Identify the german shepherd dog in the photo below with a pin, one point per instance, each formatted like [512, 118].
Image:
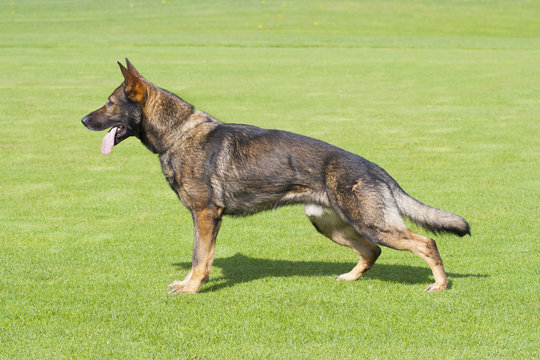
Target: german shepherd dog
[221, 169]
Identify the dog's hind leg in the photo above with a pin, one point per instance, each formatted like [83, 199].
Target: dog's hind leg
[207, 223]
[419, 245]
[328, 223]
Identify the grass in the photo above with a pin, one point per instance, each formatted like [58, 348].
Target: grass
[443, 95]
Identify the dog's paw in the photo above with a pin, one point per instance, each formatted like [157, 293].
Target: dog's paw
[184, 290]
[350, 276]
[436, 287]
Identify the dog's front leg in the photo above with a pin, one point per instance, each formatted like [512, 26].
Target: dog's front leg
[207, 223]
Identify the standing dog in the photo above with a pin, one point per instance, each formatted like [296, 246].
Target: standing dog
[221, 169]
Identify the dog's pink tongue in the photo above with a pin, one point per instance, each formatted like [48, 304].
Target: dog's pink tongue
[108, 141]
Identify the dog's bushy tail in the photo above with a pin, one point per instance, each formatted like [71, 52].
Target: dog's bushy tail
[429, 217]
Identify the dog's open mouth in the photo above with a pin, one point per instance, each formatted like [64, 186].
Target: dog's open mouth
[113, 137]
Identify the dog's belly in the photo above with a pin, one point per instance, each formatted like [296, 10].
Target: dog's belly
[254, 200]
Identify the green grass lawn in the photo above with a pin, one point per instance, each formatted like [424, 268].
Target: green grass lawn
[443, 94]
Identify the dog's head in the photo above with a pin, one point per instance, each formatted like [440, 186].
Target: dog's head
[123, 112]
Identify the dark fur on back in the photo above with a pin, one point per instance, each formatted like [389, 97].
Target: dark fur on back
[221, 169]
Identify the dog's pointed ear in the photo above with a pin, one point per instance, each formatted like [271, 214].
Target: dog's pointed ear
[132, 69]
[134, 87]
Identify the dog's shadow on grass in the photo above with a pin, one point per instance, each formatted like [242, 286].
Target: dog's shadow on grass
[240, 269]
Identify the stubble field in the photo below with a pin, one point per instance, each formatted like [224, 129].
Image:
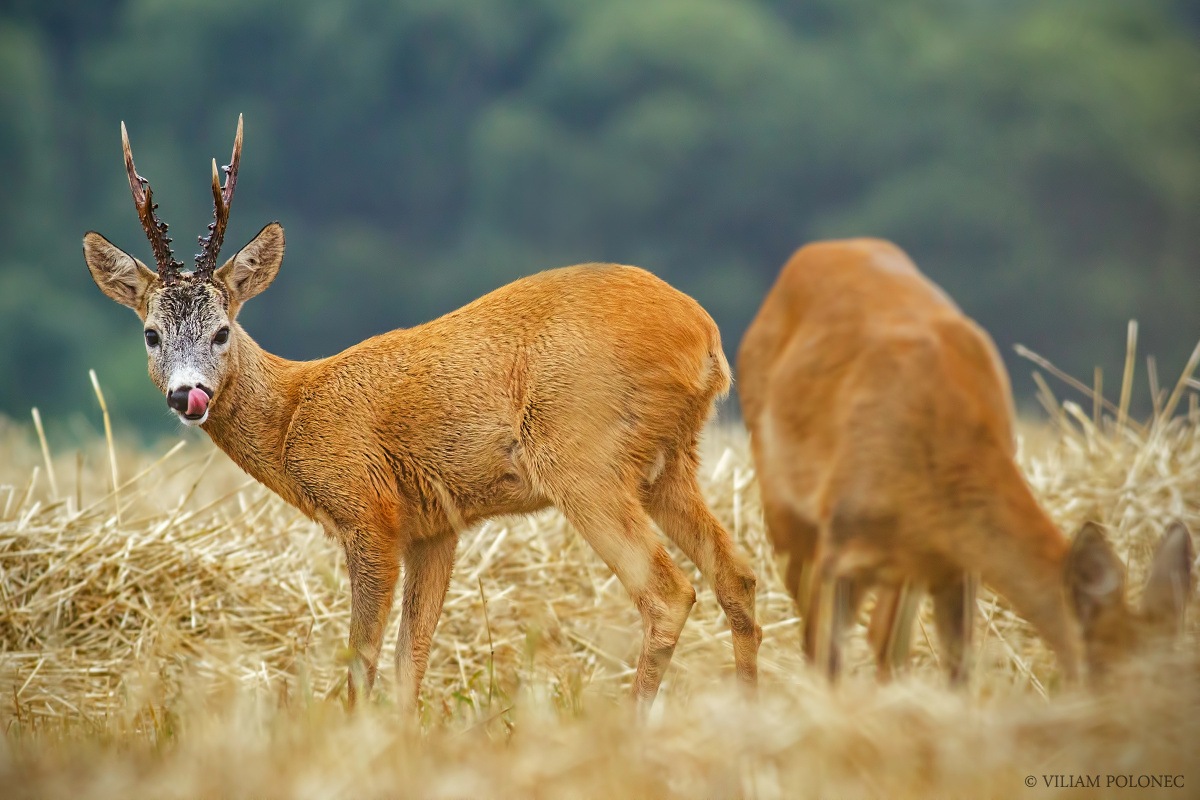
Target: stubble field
[183, 636]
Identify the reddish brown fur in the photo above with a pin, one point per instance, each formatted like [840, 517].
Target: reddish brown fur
[881, 423]
[583, 388]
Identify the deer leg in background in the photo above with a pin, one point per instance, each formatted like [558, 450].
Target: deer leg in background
[427, 567]
[373, 569]
[954, 615]
[832, 607]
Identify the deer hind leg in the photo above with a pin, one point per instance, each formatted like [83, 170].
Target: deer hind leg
[891, 627]
[832, 607]
[427, 567]
[679, 509]
[619, 531]
[373, 567]
[954, 605]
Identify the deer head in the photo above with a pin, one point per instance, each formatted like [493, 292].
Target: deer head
[189, 318]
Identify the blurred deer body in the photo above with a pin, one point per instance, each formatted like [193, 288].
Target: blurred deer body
[583, 388]
[881, 423]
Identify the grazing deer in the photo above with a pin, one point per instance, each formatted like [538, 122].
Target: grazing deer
[583, 388]
[881, 425]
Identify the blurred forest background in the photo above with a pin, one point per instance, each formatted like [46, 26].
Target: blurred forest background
[1039, 160]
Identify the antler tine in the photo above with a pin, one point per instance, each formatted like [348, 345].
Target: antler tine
[222, 198]
[155, 229]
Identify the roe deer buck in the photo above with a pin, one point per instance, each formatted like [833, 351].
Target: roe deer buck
[583, 388]
[881, 425]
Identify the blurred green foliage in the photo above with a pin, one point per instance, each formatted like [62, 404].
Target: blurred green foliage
[1042, 161]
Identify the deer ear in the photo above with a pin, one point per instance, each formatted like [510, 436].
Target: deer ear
[1170, 582]
[119, 275]
[255, 265]
[1095, 576]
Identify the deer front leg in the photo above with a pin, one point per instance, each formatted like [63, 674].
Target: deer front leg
[427, 566]
[373, 567]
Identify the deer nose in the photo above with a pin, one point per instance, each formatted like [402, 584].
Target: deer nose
[190, 401]
[178, 398]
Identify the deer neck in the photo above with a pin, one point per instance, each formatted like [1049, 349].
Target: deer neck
[250, 416]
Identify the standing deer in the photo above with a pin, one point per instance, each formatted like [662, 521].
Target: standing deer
[881, 425]
[583, 388]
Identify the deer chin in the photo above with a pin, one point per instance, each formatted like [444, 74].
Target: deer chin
[193, 421]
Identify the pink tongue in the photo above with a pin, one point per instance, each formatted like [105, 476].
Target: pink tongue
[197, 401]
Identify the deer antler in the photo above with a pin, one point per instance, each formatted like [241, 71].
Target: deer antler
[210, 245]
[156, 229]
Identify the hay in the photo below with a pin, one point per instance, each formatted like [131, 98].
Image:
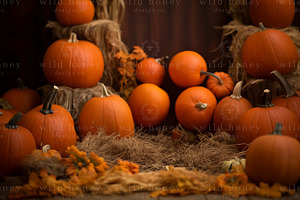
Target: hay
[154, 152]
[73, 99]
[105, 34]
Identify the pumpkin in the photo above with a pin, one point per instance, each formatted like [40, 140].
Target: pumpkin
[229, 110]
[149, 105]
[110, 112]
[194, 108]
[185, 69]
[51, 124]
[272, 13]
[220, 83]
[150, 70]
[269, 50]
[16, 143]
[22, 98]
[274, 158]
[74, 12]
[260, 121]
[290, 99]
[74, 63]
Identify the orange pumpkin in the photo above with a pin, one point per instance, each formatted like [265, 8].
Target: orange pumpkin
[229, 110]
[220, 83]
[22, 98]
[150, 70]
[149, 105]
[272, 13]
[274, 158]
[269, 50]
[74, 12]
[16, 143]
[110, 112]
[185, 69]
[194, 108]
[51, 124]
[74, 63]
[260, 121]
[290, 99]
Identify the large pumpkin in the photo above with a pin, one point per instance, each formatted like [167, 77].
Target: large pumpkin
[274, 158]
[149, 105]
[229, 110]
[272, 13]
[260, 121]
[16, 143]
[22, 98]
[269, 50]
[290, 99]
[74, 12]
[194, 108]
[185, 69]
[51, 124]
[109, 112]
[74, 63]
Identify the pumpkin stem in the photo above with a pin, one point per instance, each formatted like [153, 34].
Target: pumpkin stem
[201, 106]
[261, 26]
[12, 124]
[236, 94]
[213, 75]
[47, 107]
[277, 129]
[285, 85]
[266, 100]
[73, 38]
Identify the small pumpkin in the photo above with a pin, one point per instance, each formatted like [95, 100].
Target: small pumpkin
[74, 63]
[185, 69]
[260, 121]
[274, 158]
[110, 112]
[149, 105]
[74, 12]
[229, 110]
[22, 98]
[272, 13]
[194, 108]
[150, 70]
[269, 50]
[16, 143]
[220, 83]
[290, 99]
[51, 124]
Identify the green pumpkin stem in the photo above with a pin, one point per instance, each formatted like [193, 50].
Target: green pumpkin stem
[47, 106]
[213, 75]
[277, 129]
[285, 85]
[12, 124]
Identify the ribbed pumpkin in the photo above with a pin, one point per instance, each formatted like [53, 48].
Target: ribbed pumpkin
[74, 63]
[185, 69]
[229, 110]
[22, 98]
[109, 112]
[51, 124]
[269, 50]
[260, 121]
[220, 83]
[74, 12]
[16, 143]
[274, 158]
[272, 13]
[290, 99]
[149, 105]
[194, 108]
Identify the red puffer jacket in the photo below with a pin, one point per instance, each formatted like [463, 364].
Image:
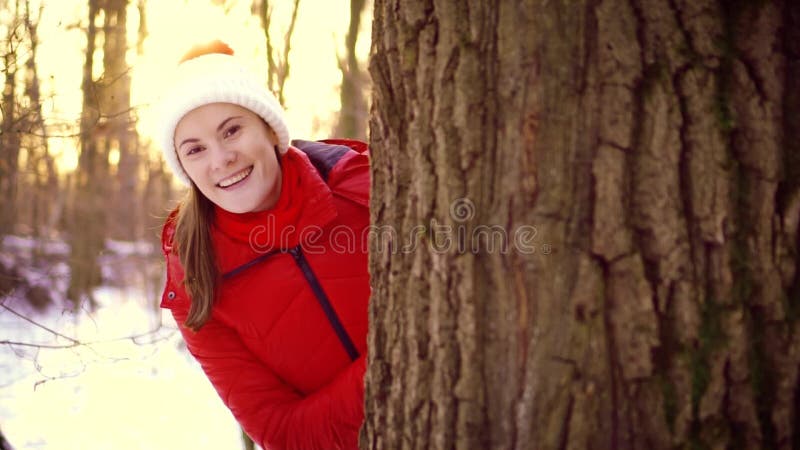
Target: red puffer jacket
[272, 347]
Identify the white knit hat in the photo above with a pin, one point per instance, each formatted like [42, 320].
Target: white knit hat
[213, 78]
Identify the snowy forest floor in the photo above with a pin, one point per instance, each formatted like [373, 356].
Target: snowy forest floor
[115, 376]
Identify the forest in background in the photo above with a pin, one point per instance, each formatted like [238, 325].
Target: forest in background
[119, 188]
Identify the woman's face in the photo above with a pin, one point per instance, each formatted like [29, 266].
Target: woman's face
[228, 152]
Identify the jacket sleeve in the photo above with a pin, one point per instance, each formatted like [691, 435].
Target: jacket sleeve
[272, 413]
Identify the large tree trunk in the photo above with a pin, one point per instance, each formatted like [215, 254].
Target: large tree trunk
[640, 160]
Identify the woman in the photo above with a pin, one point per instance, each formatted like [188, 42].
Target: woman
[267, 298]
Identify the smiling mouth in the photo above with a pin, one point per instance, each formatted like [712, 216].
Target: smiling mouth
[236, 178]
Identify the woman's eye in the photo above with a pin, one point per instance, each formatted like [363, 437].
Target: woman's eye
[232, 130]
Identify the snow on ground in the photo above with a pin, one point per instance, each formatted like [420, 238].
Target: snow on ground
[115, 394]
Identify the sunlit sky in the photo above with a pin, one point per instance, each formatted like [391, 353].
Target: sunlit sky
[311, 91]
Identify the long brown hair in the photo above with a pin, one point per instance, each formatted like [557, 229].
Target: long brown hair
[196, 252]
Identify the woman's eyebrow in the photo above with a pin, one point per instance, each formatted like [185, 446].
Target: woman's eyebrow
[222, 124]
[219, 127]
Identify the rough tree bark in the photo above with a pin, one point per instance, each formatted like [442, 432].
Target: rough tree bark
[649, 152]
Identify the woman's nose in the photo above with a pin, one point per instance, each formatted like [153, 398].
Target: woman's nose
[223, 157]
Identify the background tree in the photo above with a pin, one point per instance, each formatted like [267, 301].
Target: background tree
[653, 145]
[88, 222]
[10, 126]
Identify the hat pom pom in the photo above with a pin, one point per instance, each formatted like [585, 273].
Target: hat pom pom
[207, 48]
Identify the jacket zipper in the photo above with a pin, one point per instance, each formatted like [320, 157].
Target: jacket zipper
[324, 302]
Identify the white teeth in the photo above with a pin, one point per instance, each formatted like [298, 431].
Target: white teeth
[236, 178]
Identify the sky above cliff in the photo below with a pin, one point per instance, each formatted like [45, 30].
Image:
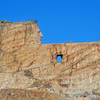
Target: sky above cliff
[60, 21]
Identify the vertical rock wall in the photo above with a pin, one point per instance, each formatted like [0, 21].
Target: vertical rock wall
[29, 70]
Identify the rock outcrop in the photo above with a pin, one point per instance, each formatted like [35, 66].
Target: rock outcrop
[29, 70]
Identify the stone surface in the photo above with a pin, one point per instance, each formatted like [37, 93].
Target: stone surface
[29, 70]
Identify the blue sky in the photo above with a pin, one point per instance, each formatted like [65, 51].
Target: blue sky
[60, 21]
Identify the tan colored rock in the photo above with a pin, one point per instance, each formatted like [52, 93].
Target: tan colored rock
[27, 65]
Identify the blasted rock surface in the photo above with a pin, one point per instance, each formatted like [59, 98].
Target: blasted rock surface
[29, 70]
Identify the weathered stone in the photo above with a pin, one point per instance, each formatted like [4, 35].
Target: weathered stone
[29, 70]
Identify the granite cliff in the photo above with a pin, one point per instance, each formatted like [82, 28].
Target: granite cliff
[29, 70]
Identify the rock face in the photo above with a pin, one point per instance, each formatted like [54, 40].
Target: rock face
[30, 70]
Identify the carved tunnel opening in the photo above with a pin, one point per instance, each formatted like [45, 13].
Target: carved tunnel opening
[59, 58]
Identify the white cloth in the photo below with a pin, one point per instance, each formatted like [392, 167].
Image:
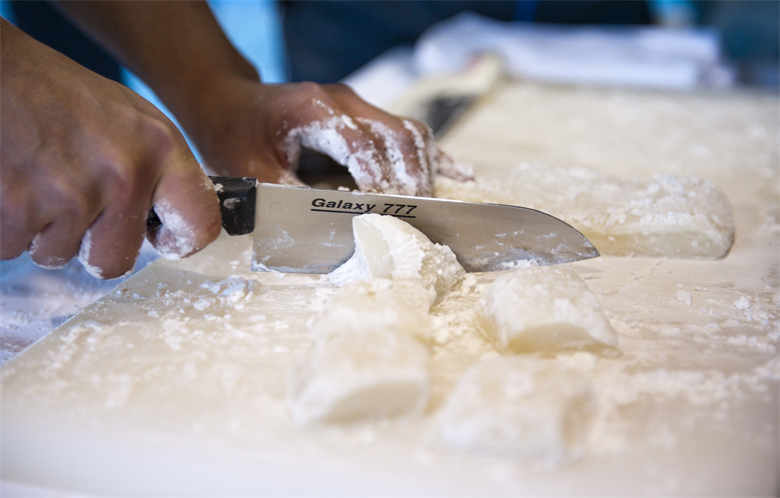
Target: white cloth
[627, 56]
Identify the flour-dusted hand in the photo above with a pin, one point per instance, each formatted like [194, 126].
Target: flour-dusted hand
[82, 159]
[261, 130]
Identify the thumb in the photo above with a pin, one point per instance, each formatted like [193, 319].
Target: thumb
[188, 208]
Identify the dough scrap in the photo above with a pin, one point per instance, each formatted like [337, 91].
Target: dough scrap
[386, 247]
[518, 407]
[661, 215]
[375, 305]
[360, 377]
[543, 309]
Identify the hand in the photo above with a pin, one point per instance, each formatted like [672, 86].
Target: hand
[82, 159]
[245, 128]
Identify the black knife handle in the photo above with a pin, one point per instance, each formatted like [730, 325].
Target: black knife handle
[237, 198]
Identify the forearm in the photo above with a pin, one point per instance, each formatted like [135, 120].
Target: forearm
[176, 47]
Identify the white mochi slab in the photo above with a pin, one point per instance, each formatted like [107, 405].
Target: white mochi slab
[360, 377]
[386, 247]
[659, 215]
[543, 309]
[375, 305]
[518, 407]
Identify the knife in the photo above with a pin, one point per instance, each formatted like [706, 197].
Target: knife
[307, 230]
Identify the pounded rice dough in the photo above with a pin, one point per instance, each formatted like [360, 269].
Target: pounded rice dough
[360, 377]
[386, 247]
[375, 305]
[543, 309]
[661, 215]
[518, 407]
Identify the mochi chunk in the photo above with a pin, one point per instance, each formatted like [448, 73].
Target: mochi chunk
[543, 309]
[518, 407]
[360, 377]
[386, 247]
[375, 305]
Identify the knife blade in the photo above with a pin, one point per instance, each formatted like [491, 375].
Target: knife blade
[307, 230]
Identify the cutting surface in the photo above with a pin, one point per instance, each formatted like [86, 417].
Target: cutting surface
[175, 382]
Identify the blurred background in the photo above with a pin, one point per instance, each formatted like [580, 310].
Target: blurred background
[326, 40]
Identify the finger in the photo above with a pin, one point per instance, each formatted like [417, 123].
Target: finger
[20, 220]
[77, 207]
[403, 147]
[188, 208]
[110, 247]
[339, 137]
[408, 143]
[58, 243]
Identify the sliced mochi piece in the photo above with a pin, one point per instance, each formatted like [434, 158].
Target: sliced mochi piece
[386, 247]
[375, 305]
[360, 377]
[518, 407]
[543, 309]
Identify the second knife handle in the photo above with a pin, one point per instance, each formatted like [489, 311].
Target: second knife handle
[237, 197]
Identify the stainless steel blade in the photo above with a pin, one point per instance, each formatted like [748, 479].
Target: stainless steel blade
[304, 230]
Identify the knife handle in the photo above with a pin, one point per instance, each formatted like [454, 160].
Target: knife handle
[237, 198]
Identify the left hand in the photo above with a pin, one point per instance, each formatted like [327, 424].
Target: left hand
[246, 128]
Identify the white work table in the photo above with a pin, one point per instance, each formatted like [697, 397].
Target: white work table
[127, 398]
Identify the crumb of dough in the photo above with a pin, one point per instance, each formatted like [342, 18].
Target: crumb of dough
[360, 377]
[375, 305]
[543, 309]
[660, 215]
[386, 247]
[519, 408]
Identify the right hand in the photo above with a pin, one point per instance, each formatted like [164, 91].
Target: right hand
[82, 160]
★ ★ ★ ★ ★
| INSTRUCTIONS TO FOLLOW |
The required output is the exact sequence of lines from the one containing "Identify the knife handle" through the end of the listing, both endpoints included.

| TASK ANSWER |
Identify the knife handle in the photo above with a pin, one point per instance, each formatted like [454, 160].
Target: knife handle
[237, 198]
Identify the left hand in the photo above with a pin, one point per instance, each formatted like [327, 424].
Target: left hand
[246, 128]
Identify the white work table in the photo above with a pin, one point per instance, each formatted like [697, 397].
Target: white work table
[127, 398]
Identify the crumb of dough in the photo above with a pin, one point per instance, each formatted like [342, 18].
Target: crumb of dough
[360, 377]
[375, 305]
[543, 309]
[660, 215]
[386, 247]
[519, 408]
Identify the right hand in the photo above with a pin, one point per instance, each formatted like [164, 91].
Target: right hand
[82, 160]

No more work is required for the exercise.